[Extracted records]
####################
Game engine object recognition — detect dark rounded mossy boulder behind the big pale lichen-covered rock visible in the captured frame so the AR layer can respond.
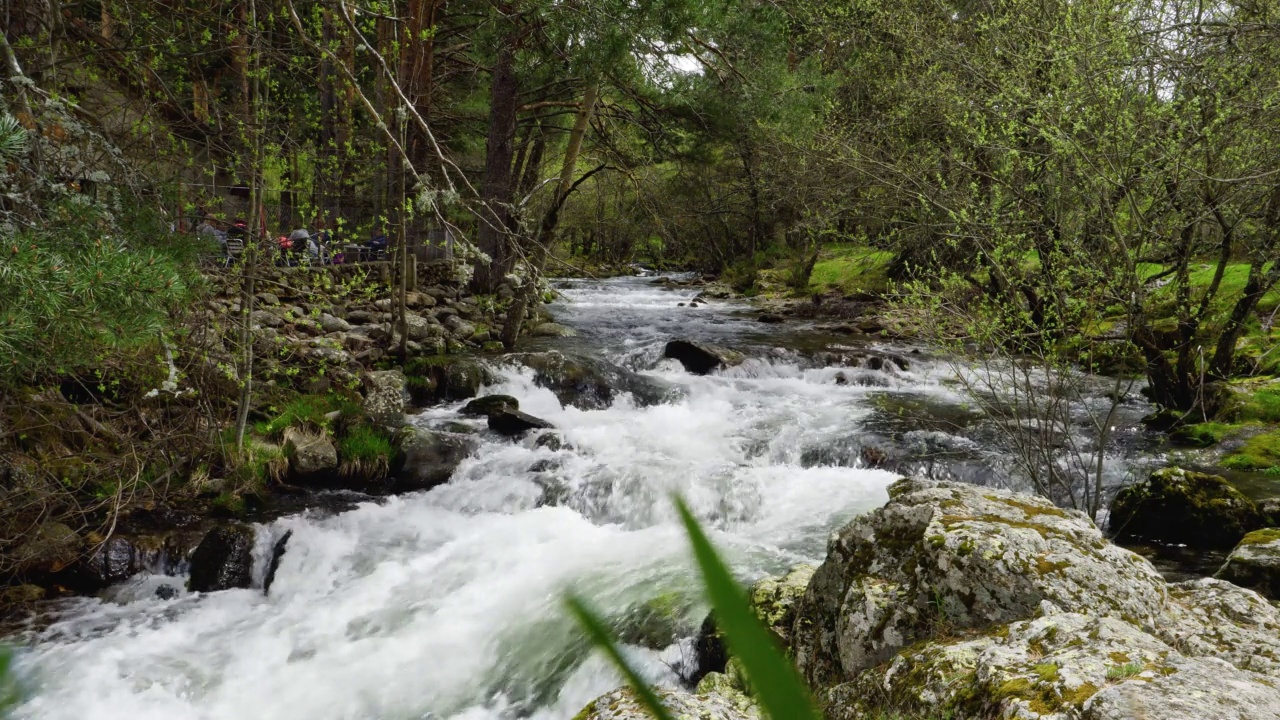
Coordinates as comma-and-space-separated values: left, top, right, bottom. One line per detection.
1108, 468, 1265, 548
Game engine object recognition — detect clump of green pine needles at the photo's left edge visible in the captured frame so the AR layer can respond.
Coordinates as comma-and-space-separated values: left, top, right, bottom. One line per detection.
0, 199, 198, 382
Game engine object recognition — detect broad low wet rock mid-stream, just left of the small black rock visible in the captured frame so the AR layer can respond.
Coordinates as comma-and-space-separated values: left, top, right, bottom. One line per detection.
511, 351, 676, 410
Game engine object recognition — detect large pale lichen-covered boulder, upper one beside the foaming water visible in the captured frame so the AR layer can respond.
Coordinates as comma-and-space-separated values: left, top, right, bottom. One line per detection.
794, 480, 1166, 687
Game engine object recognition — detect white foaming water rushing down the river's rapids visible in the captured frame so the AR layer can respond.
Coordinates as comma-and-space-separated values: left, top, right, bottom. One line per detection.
####################
| Try it |
Filter the data for the string "recognition" and copy every line that has it.

| Your solution |
Game engine object recognition — detect dark rounded mossy boulder behind the big pale lichen-covered rock visible in the captured frame so the AR layer can respond.
Game engine object recognition — detect clump of green pine needles at the photo's left edge visible in the captured frame so the AR layer can respond.
Game engine object recognition — detect broad low wet rock mid-stream, just left of the small black rock visible in the captured frame so the AR layer can respond.
Game engine object recognition — detect large pale lichen-covered boulder, upper one beside the foaming water visible in the captured frame so the AR layer can respond.
Game engine object recognition — detect white foaming water rushing down the river's rapids visible in the captured frame so the AR layer can respond.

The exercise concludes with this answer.